▸ TAREFA A: Conte as linhas dos registos que contêm a palavra "positive", tendo em conta maiúsculas e minúsculas. Indique apenas esse número.

##### TEXTO DA PÁGINA #####

Afinal de contas, quem praticou a injustiça de expulsar da Palestina os seus habitantes e gerou o histórico ressentimento que produziu o Hezbollah e o Hamas? Quem apoiou os Talibãs no Afeganistão e ainda hoje os financia? Quem arma os guerrilheiros da Al-Qaeda no norte de África e no Próximo Oriente? Quem compra o petróleo ao Exército Islâmico para que possa armar-se e recrutar guerrilheiros na Europa? Quem permite a livre circulação dos capitais provenientes dos negócios de droga e armas, e recusa encerrar os paraísos fiscais que os encobrem? Estas são algumas perguntas que, a serem respondidas com seriedade, nos remetem para a geopolítica dos interesses do capital, para regimes políticos despóticos e, vergonha nossa, para a venalidade e hipocrisia das elites da nossa UE e dos EUA.

Olhando mais para dentro de portas, quem é responsável por manter no desemprego milhões de jovens europeus, incluindo nos países mais desenvolvidos da UE? Quem é responsável pelas políticas económicas que, em nome da estabilidade dos preços e da confiança dos mercados financeiros, perpetuam o desemprego e a pobreza entre os imigrantes de segunda e terceira geração? Quem desmantelou os controles policiais nas fronteiras entre os Estados-membros da UE em nome do Mercado Único? Quem matou o desenvolvimento da África com a imposição do modelo neoliberal, suscitando o desespero das populações que hoje se entregam ao tráfico e à morte no Mediterrâneo?

Em ano de eleições no sul da Europa, importa que os partidos candidatos também expliquem a estratégia que defendem para o combate ao terrorismo. Esperemos que não se fiquem pelo enunciado de medidas de cooperação policial, fazendo de conta que estão a falar a sério. A tragédia de Paris exige uma mudança política global, na ordem interna e na ordem externa.

(O meu artigo no jornal i)

quinta-feira, 8 de janeiro de 2015

Direitos Humanos à la carte e o trabalho de mil câmaras de filmar

Quando vejo o unanimismo nos órgãos de comunicação social a condenar a brutalidade do que se passou em Paris, só me lembro de cenas como esta: Margaret Thatcher sobre a greve da fome de Bobby Sands, militante do IRA, em luta pela remoção do Special Category Status.

A linha divisória deve ser sempre a vida humana.

Mas fica este alerta para leituras simplistas, que cavalgam a defesa dos direitos absolutos da Humanidade à 2F e 3F, para logo se esquecerem deles no resto da semana, sobretudo quando são violados em seres humanos tão distantes de nós, como no Médio Oriente, palco vital para entender tanta da violência que, cada vez mais, se sente no nosso "quintal".

##### EXTRATOS DE DADOS #####

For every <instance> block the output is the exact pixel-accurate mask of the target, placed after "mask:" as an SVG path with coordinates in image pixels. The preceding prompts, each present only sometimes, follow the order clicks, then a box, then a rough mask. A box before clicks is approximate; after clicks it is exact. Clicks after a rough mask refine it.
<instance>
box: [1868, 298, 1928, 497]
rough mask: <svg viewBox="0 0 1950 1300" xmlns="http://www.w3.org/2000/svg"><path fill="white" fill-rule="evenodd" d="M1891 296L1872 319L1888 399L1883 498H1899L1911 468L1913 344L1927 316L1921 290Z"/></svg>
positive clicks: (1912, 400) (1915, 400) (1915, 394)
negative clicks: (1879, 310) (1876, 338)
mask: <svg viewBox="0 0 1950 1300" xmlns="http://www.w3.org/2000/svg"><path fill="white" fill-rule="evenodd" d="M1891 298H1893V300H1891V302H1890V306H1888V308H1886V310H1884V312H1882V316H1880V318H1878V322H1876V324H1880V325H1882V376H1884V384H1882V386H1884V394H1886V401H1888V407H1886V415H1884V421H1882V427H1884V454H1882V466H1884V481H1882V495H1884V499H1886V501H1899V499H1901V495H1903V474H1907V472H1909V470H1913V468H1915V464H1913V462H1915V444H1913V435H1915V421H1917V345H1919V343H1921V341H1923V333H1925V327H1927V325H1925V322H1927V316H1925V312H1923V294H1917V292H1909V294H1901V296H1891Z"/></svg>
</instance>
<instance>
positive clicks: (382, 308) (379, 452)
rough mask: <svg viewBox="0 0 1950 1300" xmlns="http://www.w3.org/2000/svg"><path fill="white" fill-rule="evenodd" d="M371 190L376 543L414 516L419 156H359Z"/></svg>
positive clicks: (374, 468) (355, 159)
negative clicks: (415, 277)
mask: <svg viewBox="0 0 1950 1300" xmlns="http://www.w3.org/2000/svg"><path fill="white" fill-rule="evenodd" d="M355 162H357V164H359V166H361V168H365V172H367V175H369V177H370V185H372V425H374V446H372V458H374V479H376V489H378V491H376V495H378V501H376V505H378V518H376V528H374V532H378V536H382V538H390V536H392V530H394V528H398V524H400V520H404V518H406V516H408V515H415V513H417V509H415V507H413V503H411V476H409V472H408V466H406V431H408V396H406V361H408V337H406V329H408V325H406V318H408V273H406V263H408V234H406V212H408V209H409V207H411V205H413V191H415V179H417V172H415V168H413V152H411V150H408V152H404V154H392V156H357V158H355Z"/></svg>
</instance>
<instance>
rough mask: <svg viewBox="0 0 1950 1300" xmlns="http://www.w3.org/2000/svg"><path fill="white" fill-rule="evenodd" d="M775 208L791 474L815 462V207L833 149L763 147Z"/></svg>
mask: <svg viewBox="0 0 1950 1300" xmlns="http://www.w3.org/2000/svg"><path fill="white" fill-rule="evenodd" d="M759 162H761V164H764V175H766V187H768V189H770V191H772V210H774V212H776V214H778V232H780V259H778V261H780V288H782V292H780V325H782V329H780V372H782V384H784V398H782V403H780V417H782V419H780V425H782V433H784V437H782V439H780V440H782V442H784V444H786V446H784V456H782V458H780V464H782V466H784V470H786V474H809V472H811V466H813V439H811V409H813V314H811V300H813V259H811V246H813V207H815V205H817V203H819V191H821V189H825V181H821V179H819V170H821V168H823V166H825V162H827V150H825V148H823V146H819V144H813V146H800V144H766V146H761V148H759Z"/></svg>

#####

▸ TAREFA B: Diga se cada uma das afirmações seguintes está de acordo com o texto sobre o terrorismo, respondendo sim ou não e citando as palavras do texto que o decidem. (i) A tragédia de Paris exige uma mudança política global. (ii) A linha divisória deve ser sempre a liberdade de expressão. (iii) Bobby Sands era militante do IRA.

▸ RESPOSTA A: 3

▸ RESPOSTA B:
(i) Sim: "A tragédia de Paris exige uma mudança política global, na ordem interna e na ordem externa."
(ii) Não: "A linha divisória deve ser sempre a vida humana."
(iii) Sim: "Bobby Sands, militante do IRA"